• [What needs to be done]
Type the entries out once more. Match them exactly.

=== Provided entries ===

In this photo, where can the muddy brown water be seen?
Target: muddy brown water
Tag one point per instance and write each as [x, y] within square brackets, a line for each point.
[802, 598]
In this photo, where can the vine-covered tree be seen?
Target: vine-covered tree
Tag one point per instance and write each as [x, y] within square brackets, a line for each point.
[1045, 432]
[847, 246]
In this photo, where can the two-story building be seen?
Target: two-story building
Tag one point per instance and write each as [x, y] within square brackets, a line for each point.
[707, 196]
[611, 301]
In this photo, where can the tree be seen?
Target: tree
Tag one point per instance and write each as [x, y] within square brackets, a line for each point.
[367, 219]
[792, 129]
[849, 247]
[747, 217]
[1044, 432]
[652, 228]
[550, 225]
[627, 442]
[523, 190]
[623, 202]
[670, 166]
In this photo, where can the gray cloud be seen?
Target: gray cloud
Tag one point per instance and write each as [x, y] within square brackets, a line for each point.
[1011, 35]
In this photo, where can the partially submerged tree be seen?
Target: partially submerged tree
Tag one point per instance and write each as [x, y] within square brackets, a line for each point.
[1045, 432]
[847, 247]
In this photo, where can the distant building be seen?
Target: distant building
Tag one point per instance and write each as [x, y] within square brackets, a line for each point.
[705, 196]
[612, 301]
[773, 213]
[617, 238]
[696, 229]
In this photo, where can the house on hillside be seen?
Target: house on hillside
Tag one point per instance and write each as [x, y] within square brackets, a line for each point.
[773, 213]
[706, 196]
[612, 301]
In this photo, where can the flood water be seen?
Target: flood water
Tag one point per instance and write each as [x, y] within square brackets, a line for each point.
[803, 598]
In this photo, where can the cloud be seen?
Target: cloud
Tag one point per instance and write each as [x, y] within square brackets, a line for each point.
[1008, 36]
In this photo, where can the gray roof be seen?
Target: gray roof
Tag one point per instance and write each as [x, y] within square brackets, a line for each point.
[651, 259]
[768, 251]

===

• [Your solution]
In this photo, where can the muddy brown water be seen?
Target: muddy brown water
Tag one point per instance and write each as [x, y] within square brackets, a line for each point.
[802, 598]
In this photo, where can the vine-covered tree be seen?
Target: vine-covered tree
Tag one point per instance and write each as [x, y] within square brackets, a line for each point.
[1045, 432]
[847, 246]
In this photo, where can the two-story building be seen?
Target: two-story building
Tag one point per instance and write each as [x, y] within square brackets, a line for each point.
[707, 196]
[611, 301]
In this photo, where can the tree be seen?
Target: tree
Tag one point per instance and write each as [x, y] within square brackets, a line for each point.
[367, 219]
[792, 129]
[849, 247]
[747, 217]
[1044, 432]
[652, 228]
[550, 225]
[627, 442]
[523, 190]
[623, 202]
[670, 166]
In this photo, where can the gray cloud be seen?
Target: gray cloud
Tag one point per instance and write each as [x, y] within square brackets, a line for each point.
[1011, 35]
In this photo, where can the partially submerged tree be seen?
Target: partially submerged tree
Tag one point per instance and write each as [x, y] within square brackets, a line for each point.
[1045, 432]
[847, 247]
In this photo, where can the distant building be seen?
Target: distant building
Tag one point per instance and write each as [x, y] within square brackets, a line for each point.
[705, 196]
[612, 301]
[773, 213]
[617, 238]
[696, 229]
In this photo, where can the house on hillside be seen?
Target: house on hillside
Tag one point per instance and write each as [x, y] within square brackets, a line for each point.
[773, 213]
[706, 196]
[612, 301]
In this photo, where can the flood water be seen?
Target: flood water
Tag one point per instance and write each as [x, y] within square brackets, a line for each point.
[803, 598]
In this photo, where can the cloud be seen?
Target: cloud
Tag one point per instance and write each as [x, y] within square brackets, a line for each point.
[1008, 36]
In this photo, where can the gray roof be seen?
Target: gray roof
Tag one point per instance and write each as [x, y] within square brackets, a line for each point.
[651, 259]
[768, 251]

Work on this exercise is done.